Turn the material into a Markdown table with the columns Row and Text, one numbered row per line, starting at its first line and ending at the line containing "[[[65,218],[0,215],[0,321],[70,322]]]". Skip blank lines and leave the pictures out.

------ Supplied material

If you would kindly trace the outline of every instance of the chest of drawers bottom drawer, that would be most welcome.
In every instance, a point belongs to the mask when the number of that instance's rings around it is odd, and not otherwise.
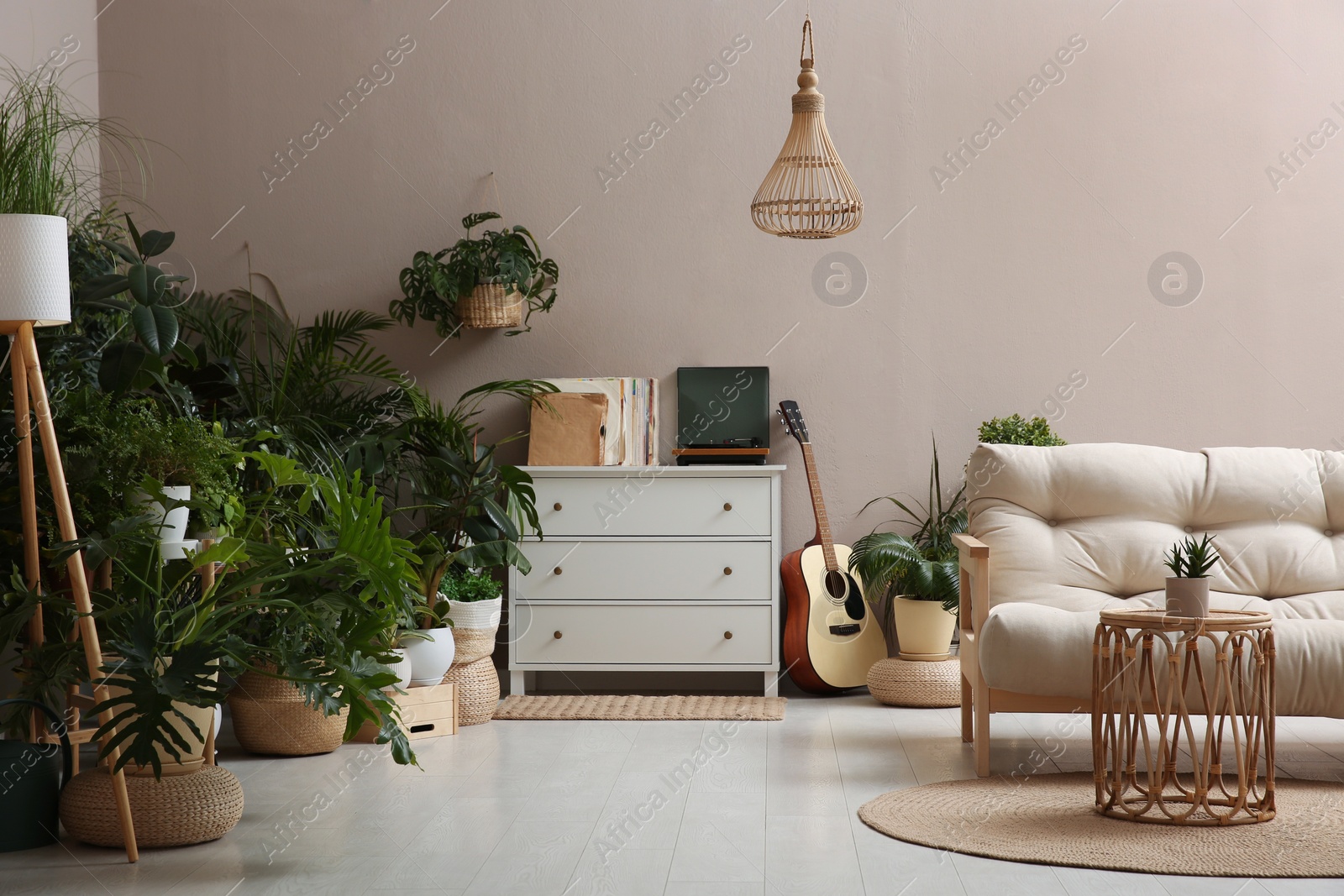
[[[762,665],[769,606],[515,603],[519,665]]]

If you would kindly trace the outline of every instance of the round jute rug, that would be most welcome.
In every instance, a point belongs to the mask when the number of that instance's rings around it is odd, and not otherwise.
[[[1258,825],[1185,827],[1099,815],[1090,772],[894,790],[859,807],[870,827],[1008,861],[1210,877],[1344,877],[1344,785],[1274,782]]]

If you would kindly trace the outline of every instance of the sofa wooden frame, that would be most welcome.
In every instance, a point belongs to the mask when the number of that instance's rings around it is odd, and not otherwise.
[[[989,716],[995,712],[1078,712],[1090,701],[1000,690],[980,673],[980,633],[989,618],[989,545],[953,535],[961,574],[961,739],[974,746],[976,774],[989,776]]]

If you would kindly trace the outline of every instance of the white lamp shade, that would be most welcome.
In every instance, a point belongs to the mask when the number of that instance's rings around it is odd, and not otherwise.
[[[65,218],[0,215],[0,321],[70,322]]]

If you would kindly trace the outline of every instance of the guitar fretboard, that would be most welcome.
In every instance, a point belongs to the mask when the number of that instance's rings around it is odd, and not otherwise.
[[[812,513],[817,517],[817,539],[821,541],[821,556],[827,570],[836,571],[836,544],[831,537],[831,520],[827,517],[827,504],[821,500],[821,480],[817,477],[817,461],[812,455],[812,443],[802,442],[802,466],[808,472],[808,489],[812,492]]]

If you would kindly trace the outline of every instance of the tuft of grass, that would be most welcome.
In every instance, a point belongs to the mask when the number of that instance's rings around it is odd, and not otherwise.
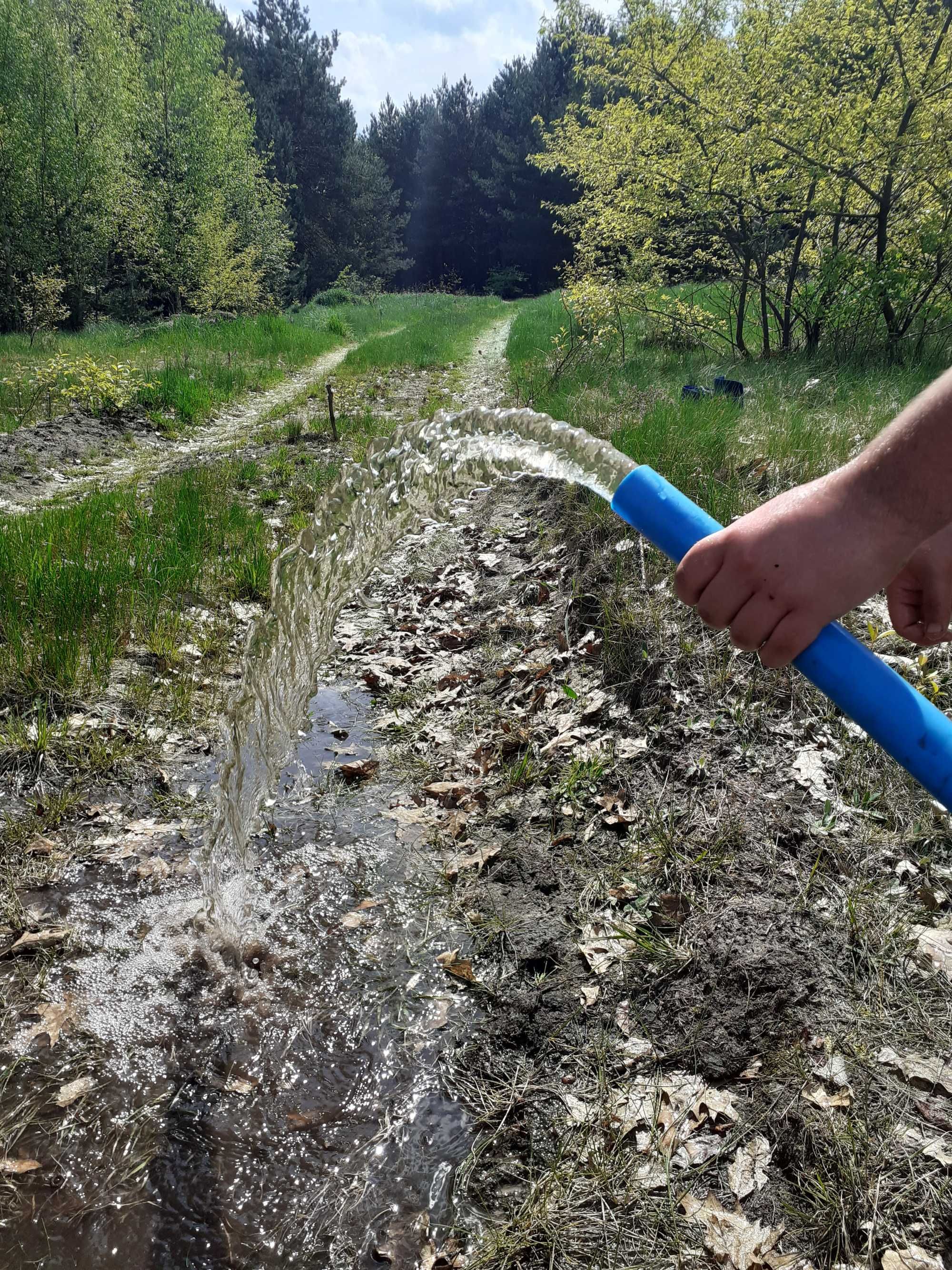
[[[0,691],[72,697],[133,639],[173,655],[183,596],[260,597],[268,537],[235,497],[245,469],[189,469],[0,523]]]

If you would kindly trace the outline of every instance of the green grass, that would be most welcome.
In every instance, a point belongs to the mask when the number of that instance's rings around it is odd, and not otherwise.
[[[718,361],[708,349],[649,343],[632,318],[625,364],[617,348],[589,352],[553,377],[552,337],[566,321],[557,293],[520,306],[508,347],[519,399],[609,437],[721,521],[845,462],[944,368],[835,366],[806,354]],[[744,382],[743,410],[724,399],[680,400],[684,384],[711,387],[716,375]]]
[[[341,373],[363,375],[395,366],[425,370],[462,361],[480,331],[508,311],[500,300],[486,296],[385,296],[383,301],[391,319],[387,326],[397,325],[400,318],[402,330],[367,339],[344,358]],[[348,309],[347,321],[359,311]]]
[[[293,455],[293,457],[291,457]],[[260,509],[312,511],[339,464],[278,450],[96,493],[0,523],[0,693],[70,700],[128,643],[174,660],[183,603],[267,601],[277,550]],[[258,505],[248,491],[258,489]]]
[[[152,385],[140,403],[166,425],[202,423],[220,405],[245,392],[279,382],[300,366],[355,340],[414,320],[430,297],[383,296],[377,305],[336,311],[310,305],[288,315],[259,314],[225,321],[179,318],[151,326],[99,323],[76,334],[58,333],[34,342],[0,337],[0,432],[48,413],[46,398],[28,419],[15,409],[15,382],[53,354],[89,356],[104,364],[131,362]],[[19,370],[18,370],[19,368]],[[4,384],[4,380],[14,382]],[[52,413],[65,404],[53,403]]]
[[[86,692],[129,640],[160,648],[184,596],[267,596],[267,531],[234,497],[237,470],[198,467],[149,495],[93,494],[0,526],[0,690]]]

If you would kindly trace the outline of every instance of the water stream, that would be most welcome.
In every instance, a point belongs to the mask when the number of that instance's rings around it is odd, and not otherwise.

------------

Reply:
| Row | Text |
|---|---|
| 1 | If you would kindly trace the outline of every instance of the chest of drawers bottom drawer, that would be most welcome. |
| 2 | In every instance, a point belongs to the mask when the number of that instance's rings around it is odd, and not otherwise. |
| 3 | [[[762,665],[769,606],[515,603],[519,665]]] |
| 4 | If you would kindly trace the outline of every instance of the round jute rug, that would be most welcome. |
| 5 | In every instance, a point belongs to the mask when the number of that instance's rings around it is odd, and not otherwise. |
| 6 | [[[1258,825],[1185,827],[1099,815],[1090,772],[894,790],[859,807],[870,827],[1008,861],[1210,877],[1344,877],[1344,785],[1274,782]]] |
| 7 | If you would kindly trace the outline of every instance of the sofa wooden frame, that would be most welcome. |
| 8 | In every instance, a point belongs to the mask when the number of that instance's rings around it is odd, and not otherwise. |
| 9 | [[[989,716],[995,712],[1078,712],[1090,701],[1000,690],[980,673],[980,633],[989,618],[989,545],[953,535],[961,574],[961,739],[974,746],[976,774],[989,776]]] |
| 10 | If you would kindly trace the outline of every instance of the white lamp shade, that would be most welcome. |
| 11 | In every instance, a point belongs to the mask when the number of that instance's rings around it is odd, and not otherwise. |
| 12 | [[[65,218],[0,215],[0,321],[70,322]]] |